» Bereitgestellter Auszug
-*-*-
Der Oberste Gerichtshof hat am 2. April 1979

unter dem Vorsitz des Senatspräsidenten des Obersten Gerichtshofes Dr. Obauer, in Gegenwart der Hofräte des Obersten Gerichtshofes Dr. Faseth, Dr. Steininger, Dr. Walenta und Dr. Horak als Richter, sowie des Richteramtsanwärters Dr. Jelinek als Schriftführerin in den Strafsachen gegen Gertraud A wegen des Vergehens des Betrugs nach § 146 StGB, AZ U 168/78 des Bezirksgerichtes Telfs, sowie wegen des Verbrechens der versuchten Entführung nach den §§ 8, 96 StG, AZ 13 Vr 3070/73 des Landesgerichtes Innsbruck, über die von der Generalprokuratur gegen das Urteil des Bezirksgerichtes Telfs vom 11. Juli 1978, GZ. U 168/

78-5, den Beschluß des Landesgerichts Innsbruck vom 12. Oktober 1978, GZ 13 Vr 3070/73-24, und gegen den Beschluß des Oberlandesgerichts Innsbruck vom 14. November 1978, AZ 4 Bs 390/78, erhobene Nichtigkeitsbeschwerde zur Wahrung des Gesetzes nach öffentlicher Verhandlung, nach Anhörung des Vortrages des Berichterstatters, Hofrat des Obersten Gerichtshofes Dr. Walenta, und der Ausführungen des Vertreters der Generalprokuratur, Generalanwalt Dr. Melnizky, zu Recht erkannt:

Spruch

A) In der Strafsache gegen Gertrud A, AZ U 168/

78 des Bezirksgerichtes Telfs, verletzt das Urteil dieses Gerichtes vom 11. Juli 1978, GZ U 168/78-5, mit dem Gertrud A des Vergehens des Betruges nach § 146 StGB schuldig erkannt und hiefür zu einer Geldstrafe, gemäß § 369 (Abs 1) StPO zur Bezahlung von 3.000 S an Brigitte B und zum Kostenersatz verurteilt wurde, das Gesetz in der Bestimmung des § 146 StGB (im Hinblick auf § 166 Abs 1 und Abs 3 StGB in Verbindung mit §§ 2 Abs 1 und Abs 2; 46 Abs 1 StPO).
-*-*-
» Inhalt der Daten
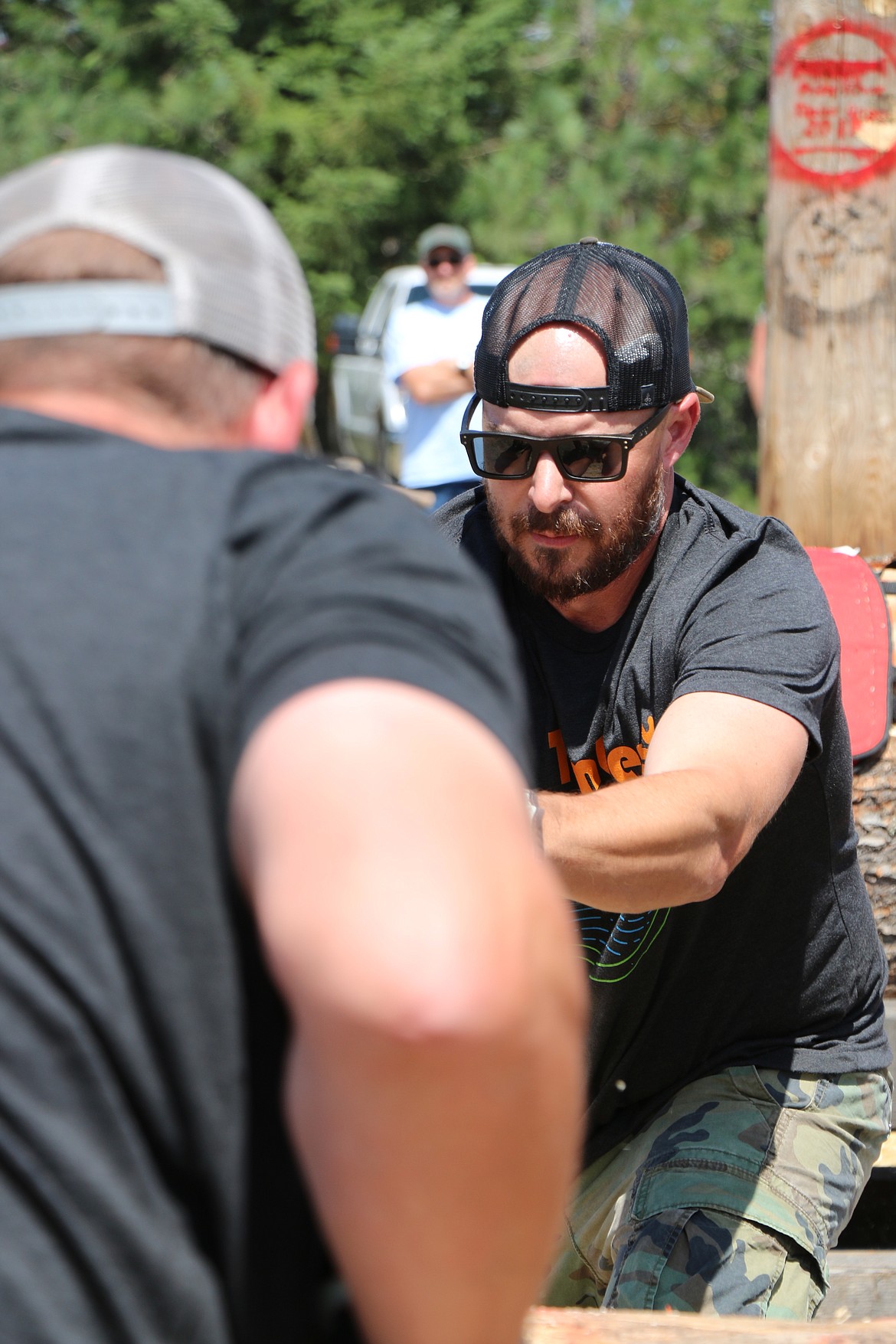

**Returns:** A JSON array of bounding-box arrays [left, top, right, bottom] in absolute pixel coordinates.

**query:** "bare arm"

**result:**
-*-*-
» Gestellte Aufgabe 1
Beantworte anhand des Auszugs folgende Fragen:
(a) Wer führte bei der Entscheidung des Obersten Gerichtshofes den Vorsitz?
(b) Wer trug als Berichterstatter vor?
(c) Welchen Betrag sollte die Verurteilte an Brigitte B bezahlen?
» Gestellte Aufgabe 2
Zitiere aus dem Auszug alles von „78 des Bezirksgerichtes Telfs, verletzt“ bis hinunter zu „Abs 1 StPO).“.
Die Daten haben mit dem Auszug nichts zu tun.

» Richtige Antwort 1
(a) Den Vorsitz führte der Senatspräsident des Obersten Gerichtshofes Dr. Obauer.
(b) Berichterstatter war Hofrat des Obersten Gerichtshofes Dr. Walenta.
(c) Sie sollte 3.000 S an Brigitte B bezahlen.

» Richtige Antwort 2
78 des Bezirksgerichtes Telfs, verletzt das Urteil dieses Gerichtes vom 11. Juli 1978, GZ U 168/78-5, mit dem Gertrud A des Vergehens des Betruges nach § 146 StGB schuldig erkannt und hiefür zu einer Geldstrafe, gemäß § 369 (Abs 1) StPO zur Bezahlung von 3.000 S an Brigitte B und zum Kostenersatz verurteilt wurde, das Gesetz in der Bestimmung des § 146 StGB (im Hinblick auf § 166 Abs 1 und Abs 3 StGB in Verbindung mit §§ 2 Abs 1 und Abs 2; 46 Abs 1 StPO).